» WORK TASK: Could you return each line below without altering a word?

Extracted records:
◆ ◆ ◆

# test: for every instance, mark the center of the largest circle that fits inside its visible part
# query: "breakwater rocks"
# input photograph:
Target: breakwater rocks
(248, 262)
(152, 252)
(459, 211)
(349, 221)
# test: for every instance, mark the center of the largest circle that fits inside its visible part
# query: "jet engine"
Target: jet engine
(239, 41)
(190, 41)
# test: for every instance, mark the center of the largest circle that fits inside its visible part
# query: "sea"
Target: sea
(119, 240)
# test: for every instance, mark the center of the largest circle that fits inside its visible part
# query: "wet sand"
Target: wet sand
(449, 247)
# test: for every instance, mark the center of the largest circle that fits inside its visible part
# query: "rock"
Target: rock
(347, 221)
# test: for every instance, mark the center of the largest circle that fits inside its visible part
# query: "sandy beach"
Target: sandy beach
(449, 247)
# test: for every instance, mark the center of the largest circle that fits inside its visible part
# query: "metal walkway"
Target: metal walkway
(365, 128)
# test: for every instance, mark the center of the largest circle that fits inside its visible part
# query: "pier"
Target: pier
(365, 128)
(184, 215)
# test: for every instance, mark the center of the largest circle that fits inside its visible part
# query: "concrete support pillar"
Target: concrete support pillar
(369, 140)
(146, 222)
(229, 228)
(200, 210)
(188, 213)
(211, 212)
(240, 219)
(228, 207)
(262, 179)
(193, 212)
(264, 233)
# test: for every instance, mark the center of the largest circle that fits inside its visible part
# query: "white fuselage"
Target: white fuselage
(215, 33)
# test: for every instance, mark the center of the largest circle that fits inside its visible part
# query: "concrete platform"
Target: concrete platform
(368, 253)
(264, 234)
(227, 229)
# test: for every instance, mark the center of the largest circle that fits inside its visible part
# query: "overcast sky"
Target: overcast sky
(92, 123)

◆ ◆ ◆

» EXERCISE ANSWER:
# test: for every instance, mark the center of the largest circle that fits inside its visible part
# query: "breakwater rocks"
# input photograph:
Target: breakwater rocks
(248, 262)
(152, 252)
(459, 211)
(349, 221)
# test: for every instance, mark the center of the largest circle that fits inside its visible part
# query: "jet engine"
Target: jet engine
(239, 41)
(190, 41)
# test: for every instance, mark the center of the largest circle that fits inside its visible part
# query: "sea"
Target: sea
(119, 240)
# test: for every instance, mark the center of the largest circle that fits inside its visible part
# query: "wet sand"
Target: wet sand
(449, 247)
# test: for every instance, mark the center of the largest circle that fits inside its visible part
# query: "rock"
Target: rock
(347, 221)
# test: for every instance, mark the center of the largest circle that fits inside its visible part
# query: "sandy beach"
Target: sandy beach
(449, 247)
# test: for every instance, mark the center of the largest circle that fits inside its visible part
# query: "metal walkway"
Target: metal walkway
(365, 128)
# test: for every instance, mark the center of the largest circle that fits inside its visible part
# query: "pier"
Target: pier
(365, 128)
(184, 215)
# test: for every instance, mark the center of the largest circle that fits inside its visible part
# query: "concrete support pillar"
Target: concrete support pillar
(369, 140)
(146, 222)
(229, 228)
(200, 210)
(188, 213)
(211, 212)
(240, 219)
(228, 207)
(262, 179)
(193, 212)
(264, 233)
# test: for every instance, mark the center of the largest circle that fits inside its visible part
# query: "white fuselage"
Target: white fuselage
(215, 33)
# test: for every instance, mark the center of the largest circle that fits inside its visible part
# query: "concrete platform"
Target: concrete platform
(368, 253)
(264, 234)
(227, 229)
# test: for every instance, mark the center of the largest circle that fits inside its visible part
# query: "overcast sky"
Target: overcast sky
(92, 123)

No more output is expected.